### [DIRECTIONS FOR THIS TASK]
Only lines holding "flag" are needed; copy each of them from the data below.

Referring expression pointing data:
_____

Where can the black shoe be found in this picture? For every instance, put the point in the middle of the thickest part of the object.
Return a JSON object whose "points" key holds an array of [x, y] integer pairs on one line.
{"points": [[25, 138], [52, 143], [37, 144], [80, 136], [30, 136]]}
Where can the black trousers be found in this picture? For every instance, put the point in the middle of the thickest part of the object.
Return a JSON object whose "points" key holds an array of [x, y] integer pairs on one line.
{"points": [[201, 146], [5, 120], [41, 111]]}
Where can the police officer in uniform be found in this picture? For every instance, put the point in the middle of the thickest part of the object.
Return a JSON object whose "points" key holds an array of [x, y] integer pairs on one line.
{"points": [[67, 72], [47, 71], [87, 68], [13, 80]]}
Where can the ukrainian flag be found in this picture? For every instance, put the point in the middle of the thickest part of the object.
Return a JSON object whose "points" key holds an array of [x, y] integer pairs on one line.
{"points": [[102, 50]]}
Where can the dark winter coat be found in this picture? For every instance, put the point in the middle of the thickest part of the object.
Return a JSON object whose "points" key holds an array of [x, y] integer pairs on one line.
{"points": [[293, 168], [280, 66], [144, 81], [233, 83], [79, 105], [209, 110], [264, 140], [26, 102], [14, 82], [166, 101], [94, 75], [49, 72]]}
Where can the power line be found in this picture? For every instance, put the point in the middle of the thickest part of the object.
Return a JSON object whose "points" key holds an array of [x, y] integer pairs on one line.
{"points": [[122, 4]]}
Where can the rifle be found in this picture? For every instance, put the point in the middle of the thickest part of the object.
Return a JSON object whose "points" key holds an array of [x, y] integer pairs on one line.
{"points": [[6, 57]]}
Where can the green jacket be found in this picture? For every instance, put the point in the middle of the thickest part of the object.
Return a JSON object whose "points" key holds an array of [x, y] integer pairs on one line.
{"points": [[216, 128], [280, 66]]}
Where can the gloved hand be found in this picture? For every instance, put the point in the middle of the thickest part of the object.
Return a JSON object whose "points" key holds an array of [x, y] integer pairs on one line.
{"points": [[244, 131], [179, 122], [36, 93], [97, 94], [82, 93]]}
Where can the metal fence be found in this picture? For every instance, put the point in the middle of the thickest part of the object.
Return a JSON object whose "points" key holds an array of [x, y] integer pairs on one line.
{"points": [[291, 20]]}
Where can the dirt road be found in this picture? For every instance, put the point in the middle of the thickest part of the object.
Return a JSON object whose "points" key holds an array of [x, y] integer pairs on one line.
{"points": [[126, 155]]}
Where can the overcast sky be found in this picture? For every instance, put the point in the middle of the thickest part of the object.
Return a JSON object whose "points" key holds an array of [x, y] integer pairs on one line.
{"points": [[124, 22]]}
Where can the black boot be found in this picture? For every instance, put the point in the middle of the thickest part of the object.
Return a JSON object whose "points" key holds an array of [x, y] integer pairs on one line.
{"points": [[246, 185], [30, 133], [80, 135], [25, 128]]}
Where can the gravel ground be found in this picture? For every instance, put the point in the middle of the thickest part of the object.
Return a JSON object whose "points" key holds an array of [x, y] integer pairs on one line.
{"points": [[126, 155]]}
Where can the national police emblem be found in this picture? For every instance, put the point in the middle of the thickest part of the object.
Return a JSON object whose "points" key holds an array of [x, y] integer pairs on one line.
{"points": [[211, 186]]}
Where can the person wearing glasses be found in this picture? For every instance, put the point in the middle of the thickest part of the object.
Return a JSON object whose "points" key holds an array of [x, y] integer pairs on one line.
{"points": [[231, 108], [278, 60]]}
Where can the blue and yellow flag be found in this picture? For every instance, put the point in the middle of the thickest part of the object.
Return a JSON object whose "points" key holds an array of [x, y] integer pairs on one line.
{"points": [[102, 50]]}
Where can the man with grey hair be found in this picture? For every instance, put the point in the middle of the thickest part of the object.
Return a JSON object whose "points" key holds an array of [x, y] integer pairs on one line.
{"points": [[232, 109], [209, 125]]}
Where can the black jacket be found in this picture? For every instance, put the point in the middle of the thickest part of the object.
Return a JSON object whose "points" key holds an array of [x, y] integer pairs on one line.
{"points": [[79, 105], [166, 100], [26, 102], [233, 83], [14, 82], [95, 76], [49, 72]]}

_____

### [ANSWER TO THIS PROBLEM]
Where can the ukrainian flag be found in this picture? For every instance, put the point in the middle of the thickest part of the object.
Where can the blue and yellow flag be found in this picture? For every instance, put the point in the middle of the thickest part of the object.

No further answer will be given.